PROBLEM TO SOLVE: Only one stretch of the data below is wanted: the lines starting at the one with "Target: racing tire" and ending at the one with "Target: side mirror", both included, given again exactly.

INPUT MATERIAL:
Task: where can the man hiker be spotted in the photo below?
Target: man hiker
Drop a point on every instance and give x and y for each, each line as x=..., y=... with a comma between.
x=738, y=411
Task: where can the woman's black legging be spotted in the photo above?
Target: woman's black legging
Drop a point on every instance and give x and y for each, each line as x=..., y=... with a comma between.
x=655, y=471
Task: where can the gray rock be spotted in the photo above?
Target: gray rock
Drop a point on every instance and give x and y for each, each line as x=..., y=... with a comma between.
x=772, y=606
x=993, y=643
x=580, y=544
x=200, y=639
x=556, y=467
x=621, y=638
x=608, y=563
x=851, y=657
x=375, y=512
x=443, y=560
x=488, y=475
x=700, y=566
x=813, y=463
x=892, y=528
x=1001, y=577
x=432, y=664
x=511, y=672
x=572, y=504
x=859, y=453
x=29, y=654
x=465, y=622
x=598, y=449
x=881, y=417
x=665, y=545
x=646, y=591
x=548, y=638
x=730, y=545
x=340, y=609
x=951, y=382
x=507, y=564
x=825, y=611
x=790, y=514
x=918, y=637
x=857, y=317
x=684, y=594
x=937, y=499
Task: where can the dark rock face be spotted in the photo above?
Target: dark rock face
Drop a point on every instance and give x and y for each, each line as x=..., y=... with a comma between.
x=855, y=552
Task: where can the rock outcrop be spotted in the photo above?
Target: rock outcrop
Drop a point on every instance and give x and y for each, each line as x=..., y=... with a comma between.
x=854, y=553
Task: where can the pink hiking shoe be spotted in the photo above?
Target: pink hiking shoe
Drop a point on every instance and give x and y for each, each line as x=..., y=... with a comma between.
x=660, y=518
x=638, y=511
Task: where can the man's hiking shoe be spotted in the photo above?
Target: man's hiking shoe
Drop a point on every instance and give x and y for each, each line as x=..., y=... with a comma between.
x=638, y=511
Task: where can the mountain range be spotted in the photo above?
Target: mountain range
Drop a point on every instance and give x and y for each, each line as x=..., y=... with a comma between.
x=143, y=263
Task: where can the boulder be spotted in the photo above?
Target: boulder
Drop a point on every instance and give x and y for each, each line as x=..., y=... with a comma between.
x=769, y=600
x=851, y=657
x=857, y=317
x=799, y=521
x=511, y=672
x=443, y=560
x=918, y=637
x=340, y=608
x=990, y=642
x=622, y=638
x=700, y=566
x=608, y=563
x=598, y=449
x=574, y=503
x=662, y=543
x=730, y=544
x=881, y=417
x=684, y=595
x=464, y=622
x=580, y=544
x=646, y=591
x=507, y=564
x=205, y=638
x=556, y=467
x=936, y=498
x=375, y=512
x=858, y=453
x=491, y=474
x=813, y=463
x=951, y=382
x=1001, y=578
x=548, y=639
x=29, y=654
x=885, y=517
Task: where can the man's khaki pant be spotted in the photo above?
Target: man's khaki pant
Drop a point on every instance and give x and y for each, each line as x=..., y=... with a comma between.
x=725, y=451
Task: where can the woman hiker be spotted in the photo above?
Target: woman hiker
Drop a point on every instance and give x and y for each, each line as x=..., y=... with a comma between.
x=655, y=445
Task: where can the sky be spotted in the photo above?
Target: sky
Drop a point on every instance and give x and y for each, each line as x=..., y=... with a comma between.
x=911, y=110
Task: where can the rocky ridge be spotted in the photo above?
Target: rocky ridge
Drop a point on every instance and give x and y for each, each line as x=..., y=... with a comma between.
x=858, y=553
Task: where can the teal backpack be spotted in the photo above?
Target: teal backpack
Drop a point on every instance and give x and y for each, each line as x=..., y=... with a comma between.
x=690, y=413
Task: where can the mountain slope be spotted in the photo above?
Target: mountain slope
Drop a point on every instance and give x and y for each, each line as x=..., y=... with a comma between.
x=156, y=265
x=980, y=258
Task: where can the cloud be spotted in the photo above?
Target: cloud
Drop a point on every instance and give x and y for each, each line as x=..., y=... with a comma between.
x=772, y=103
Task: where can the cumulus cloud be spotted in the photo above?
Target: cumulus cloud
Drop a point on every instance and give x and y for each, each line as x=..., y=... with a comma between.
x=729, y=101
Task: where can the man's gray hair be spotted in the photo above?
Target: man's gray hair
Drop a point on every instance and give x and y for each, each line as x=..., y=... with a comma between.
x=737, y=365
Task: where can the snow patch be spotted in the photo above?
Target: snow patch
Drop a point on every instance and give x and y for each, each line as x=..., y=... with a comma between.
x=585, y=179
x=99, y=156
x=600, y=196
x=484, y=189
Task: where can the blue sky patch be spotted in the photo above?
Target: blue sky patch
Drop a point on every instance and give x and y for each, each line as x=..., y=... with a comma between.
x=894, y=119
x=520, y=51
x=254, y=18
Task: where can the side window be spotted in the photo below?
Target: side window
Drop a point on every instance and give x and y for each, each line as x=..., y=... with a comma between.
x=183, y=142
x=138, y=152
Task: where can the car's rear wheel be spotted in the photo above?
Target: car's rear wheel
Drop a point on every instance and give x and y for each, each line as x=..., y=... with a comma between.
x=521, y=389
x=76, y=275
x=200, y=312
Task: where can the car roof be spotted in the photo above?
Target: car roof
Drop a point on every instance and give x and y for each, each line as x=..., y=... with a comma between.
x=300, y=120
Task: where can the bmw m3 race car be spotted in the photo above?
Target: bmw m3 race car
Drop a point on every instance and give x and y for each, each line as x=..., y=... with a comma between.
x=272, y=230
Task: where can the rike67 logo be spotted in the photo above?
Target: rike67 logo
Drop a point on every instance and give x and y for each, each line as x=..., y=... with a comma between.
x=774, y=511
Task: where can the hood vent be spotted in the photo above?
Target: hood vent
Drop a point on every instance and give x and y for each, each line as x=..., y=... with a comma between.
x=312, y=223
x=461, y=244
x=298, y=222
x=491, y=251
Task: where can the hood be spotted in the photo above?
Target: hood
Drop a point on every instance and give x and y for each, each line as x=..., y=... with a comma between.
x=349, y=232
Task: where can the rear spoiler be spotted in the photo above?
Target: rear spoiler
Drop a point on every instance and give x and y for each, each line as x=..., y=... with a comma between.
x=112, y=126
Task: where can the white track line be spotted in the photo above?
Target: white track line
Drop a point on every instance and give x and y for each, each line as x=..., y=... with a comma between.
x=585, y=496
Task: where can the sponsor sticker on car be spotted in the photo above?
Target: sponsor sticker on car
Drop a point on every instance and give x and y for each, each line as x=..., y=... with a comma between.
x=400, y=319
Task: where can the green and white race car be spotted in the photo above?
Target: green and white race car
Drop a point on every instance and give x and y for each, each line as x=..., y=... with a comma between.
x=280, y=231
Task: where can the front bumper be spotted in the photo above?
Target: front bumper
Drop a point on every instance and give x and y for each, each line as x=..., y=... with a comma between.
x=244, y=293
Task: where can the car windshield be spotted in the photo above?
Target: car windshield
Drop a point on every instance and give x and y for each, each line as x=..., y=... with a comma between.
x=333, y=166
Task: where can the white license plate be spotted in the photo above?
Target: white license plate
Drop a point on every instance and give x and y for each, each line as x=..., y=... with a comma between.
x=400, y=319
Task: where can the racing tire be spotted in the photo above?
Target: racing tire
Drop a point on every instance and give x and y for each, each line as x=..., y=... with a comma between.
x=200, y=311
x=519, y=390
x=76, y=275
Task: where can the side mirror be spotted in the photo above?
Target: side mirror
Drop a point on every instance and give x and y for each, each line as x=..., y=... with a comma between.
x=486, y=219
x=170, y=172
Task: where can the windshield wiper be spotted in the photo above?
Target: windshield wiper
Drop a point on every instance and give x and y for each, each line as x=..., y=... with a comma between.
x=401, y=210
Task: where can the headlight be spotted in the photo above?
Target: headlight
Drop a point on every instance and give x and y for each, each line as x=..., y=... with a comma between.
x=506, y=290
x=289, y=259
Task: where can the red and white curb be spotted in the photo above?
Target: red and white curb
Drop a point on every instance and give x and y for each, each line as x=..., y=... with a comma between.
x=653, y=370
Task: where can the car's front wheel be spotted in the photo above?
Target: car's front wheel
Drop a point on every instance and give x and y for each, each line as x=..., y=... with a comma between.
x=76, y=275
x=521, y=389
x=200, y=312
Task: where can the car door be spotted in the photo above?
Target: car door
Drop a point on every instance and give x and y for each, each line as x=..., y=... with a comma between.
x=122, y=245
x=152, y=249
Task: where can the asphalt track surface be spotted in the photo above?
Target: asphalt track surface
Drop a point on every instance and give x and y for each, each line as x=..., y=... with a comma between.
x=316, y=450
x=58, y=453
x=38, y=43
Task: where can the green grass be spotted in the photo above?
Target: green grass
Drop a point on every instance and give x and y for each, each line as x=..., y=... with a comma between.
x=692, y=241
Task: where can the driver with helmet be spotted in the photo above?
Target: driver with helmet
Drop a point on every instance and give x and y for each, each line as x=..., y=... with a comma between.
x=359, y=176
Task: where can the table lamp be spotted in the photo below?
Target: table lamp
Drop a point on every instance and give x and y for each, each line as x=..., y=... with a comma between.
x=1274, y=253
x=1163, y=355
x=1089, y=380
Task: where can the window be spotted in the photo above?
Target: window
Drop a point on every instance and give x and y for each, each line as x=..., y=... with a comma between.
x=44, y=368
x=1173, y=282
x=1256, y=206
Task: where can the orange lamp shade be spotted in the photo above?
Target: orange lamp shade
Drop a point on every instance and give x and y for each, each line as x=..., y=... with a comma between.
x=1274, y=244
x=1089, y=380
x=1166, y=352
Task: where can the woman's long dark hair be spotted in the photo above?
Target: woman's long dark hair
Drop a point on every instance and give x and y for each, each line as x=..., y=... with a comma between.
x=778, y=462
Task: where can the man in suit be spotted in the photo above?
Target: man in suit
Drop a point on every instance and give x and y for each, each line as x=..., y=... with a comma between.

OUTPUT:
Target: racing tire
Drop a point on every instance and give x and y for each, each line as x=..., y=... with a comma between.
x=200, y=311
x=519, y=390
x=76, y=275
Task: where can the side mirror be spotted in the photo above?
Target: side mirror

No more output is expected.